Data listing:

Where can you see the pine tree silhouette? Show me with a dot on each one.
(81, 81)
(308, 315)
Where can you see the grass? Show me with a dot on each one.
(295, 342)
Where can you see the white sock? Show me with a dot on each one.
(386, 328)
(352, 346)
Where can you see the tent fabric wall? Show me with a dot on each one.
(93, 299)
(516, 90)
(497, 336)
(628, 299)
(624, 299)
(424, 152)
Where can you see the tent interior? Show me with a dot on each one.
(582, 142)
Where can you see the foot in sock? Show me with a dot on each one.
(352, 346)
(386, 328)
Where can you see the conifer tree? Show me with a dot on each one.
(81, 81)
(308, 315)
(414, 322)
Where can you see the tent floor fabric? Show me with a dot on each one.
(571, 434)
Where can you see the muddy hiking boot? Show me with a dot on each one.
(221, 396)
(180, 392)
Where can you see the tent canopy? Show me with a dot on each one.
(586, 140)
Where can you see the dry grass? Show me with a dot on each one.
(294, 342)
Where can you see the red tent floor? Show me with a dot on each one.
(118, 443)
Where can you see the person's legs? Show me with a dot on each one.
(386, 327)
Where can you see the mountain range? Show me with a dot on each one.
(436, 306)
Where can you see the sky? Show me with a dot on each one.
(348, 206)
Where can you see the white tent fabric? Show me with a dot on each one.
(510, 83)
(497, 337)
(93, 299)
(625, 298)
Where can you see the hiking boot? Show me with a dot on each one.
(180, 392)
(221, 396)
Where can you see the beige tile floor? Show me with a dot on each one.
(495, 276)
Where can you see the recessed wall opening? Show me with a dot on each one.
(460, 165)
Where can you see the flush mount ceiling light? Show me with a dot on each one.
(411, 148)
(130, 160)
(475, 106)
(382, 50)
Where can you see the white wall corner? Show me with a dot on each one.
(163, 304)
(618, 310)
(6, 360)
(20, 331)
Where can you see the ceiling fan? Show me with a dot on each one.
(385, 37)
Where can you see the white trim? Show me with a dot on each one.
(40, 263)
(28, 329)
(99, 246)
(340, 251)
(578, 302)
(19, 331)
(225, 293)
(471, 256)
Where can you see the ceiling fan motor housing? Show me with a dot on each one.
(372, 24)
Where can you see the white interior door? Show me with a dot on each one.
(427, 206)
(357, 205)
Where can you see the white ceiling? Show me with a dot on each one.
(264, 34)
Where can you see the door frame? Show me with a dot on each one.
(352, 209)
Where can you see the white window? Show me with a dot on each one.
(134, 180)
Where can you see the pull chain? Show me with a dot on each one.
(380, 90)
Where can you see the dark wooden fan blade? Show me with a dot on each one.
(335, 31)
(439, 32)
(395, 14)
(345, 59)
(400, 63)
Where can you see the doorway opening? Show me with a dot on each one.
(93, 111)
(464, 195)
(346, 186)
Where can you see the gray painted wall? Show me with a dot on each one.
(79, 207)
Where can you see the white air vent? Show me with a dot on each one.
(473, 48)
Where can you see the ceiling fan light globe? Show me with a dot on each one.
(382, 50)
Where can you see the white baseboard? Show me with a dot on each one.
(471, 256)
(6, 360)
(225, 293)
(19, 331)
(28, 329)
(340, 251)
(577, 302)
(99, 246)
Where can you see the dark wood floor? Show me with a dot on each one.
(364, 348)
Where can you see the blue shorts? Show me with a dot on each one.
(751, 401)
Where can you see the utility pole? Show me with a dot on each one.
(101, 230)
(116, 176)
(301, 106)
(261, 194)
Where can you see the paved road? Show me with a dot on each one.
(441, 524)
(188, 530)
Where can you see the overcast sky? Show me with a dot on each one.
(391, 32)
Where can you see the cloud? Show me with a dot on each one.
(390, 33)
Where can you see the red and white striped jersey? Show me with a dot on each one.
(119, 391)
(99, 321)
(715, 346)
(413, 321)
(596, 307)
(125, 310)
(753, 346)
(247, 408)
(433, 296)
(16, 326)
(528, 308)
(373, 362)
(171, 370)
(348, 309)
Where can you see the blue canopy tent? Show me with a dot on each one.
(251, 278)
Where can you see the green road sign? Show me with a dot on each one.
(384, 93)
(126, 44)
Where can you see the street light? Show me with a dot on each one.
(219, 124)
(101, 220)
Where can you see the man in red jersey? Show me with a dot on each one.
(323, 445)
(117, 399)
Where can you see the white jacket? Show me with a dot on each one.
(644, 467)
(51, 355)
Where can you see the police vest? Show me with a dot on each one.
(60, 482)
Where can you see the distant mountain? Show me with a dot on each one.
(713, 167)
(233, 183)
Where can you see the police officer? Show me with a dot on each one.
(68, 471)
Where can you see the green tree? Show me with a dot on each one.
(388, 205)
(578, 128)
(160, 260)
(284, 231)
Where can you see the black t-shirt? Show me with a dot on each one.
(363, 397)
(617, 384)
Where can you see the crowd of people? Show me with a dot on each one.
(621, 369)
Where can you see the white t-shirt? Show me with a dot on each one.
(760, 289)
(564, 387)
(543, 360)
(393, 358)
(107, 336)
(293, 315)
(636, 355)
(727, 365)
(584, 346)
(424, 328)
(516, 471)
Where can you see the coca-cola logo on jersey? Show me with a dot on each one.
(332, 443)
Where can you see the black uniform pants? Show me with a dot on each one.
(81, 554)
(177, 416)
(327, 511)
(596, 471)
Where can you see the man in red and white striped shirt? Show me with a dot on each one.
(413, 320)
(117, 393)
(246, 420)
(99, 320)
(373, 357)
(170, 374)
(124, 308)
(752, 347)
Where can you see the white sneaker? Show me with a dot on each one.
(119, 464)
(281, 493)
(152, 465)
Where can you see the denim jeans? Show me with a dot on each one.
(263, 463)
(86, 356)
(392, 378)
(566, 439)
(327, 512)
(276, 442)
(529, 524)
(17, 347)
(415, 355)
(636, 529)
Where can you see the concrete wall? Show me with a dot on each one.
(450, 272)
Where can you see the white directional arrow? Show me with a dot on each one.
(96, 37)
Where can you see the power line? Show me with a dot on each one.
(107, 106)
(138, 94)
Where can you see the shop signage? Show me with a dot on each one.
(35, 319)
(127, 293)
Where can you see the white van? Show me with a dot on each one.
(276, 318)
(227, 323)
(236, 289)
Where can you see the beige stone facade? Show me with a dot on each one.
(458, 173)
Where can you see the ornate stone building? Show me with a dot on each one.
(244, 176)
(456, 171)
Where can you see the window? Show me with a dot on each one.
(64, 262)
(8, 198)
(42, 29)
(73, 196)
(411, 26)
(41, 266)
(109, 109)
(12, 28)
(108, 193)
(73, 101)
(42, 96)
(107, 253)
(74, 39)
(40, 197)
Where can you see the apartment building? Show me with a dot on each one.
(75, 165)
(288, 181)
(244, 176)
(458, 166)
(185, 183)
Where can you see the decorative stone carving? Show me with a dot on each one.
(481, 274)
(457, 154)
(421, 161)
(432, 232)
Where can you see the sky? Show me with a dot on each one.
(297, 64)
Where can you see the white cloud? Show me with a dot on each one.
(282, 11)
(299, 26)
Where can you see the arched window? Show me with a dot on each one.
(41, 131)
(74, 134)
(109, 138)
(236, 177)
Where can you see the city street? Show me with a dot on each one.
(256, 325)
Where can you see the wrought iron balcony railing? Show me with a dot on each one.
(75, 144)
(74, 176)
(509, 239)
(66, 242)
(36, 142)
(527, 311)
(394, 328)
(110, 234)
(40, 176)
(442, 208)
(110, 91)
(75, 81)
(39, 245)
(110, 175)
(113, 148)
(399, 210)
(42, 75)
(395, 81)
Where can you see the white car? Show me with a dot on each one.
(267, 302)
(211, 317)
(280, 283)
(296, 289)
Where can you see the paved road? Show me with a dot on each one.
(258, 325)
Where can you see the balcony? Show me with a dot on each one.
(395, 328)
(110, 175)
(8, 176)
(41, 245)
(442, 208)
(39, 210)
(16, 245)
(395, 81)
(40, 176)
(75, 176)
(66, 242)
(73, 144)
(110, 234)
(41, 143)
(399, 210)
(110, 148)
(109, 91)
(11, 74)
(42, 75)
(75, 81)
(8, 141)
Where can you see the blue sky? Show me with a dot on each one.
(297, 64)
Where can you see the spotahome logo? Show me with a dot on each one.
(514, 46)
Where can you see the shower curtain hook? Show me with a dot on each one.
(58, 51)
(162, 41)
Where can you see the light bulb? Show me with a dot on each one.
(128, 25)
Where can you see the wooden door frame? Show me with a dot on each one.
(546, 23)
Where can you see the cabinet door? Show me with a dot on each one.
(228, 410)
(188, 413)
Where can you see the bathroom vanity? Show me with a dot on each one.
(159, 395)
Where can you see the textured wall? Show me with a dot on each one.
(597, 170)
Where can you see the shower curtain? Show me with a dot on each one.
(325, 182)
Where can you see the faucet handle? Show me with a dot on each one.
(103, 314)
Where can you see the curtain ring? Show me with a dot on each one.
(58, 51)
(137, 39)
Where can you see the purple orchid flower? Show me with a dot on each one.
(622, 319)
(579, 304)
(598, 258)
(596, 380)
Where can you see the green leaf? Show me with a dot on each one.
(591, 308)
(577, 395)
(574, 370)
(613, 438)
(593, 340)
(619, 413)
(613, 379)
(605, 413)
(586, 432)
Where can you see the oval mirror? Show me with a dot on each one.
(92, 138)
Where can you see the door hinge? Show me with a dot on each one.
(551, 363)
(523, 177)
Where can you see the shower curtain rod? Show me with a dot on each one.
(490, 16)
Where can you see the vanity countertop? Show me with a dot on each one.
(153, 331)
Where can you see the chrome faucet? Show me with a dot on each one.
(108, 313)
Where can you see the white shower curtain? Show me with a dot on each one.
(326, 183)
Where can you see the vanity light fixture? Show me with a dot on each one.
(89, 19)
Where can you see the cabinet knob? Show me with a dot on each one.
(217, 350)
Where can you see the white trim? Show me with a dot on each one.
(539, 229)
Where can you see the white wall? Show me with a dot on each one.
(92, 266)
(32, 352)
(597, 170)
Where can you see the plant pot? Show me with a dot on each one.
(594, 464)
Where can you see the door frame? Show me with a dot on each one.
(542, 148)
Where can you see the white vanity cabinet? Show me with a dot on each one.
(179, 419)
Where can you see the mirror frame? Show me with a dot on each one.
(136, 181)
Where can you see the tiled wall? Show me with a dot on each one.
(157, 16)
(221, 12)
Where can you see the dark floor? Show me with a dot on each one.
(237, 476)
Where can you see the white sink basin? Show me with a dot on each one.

Task statement: Present the data above as a Markdown table with the columns Row and Line, leaving out any blank lines. Begin at the line that has "Where can you see the tiled" and stop after the final line of the data.

Solution to this exercise:
| Row | Line |
|---|---|
| 1 | Where can you see the tiled wall? Show me with a dot on each one. |
| 2 | (157, 16) |
| 3 | (221, 12) |
| 4 | Where can you see the dark floor? Show me with a dot on each one. |
| 5 | (237, 476) |
| 6 | Where can you see the white sink basin? Show me with a dot on each one. |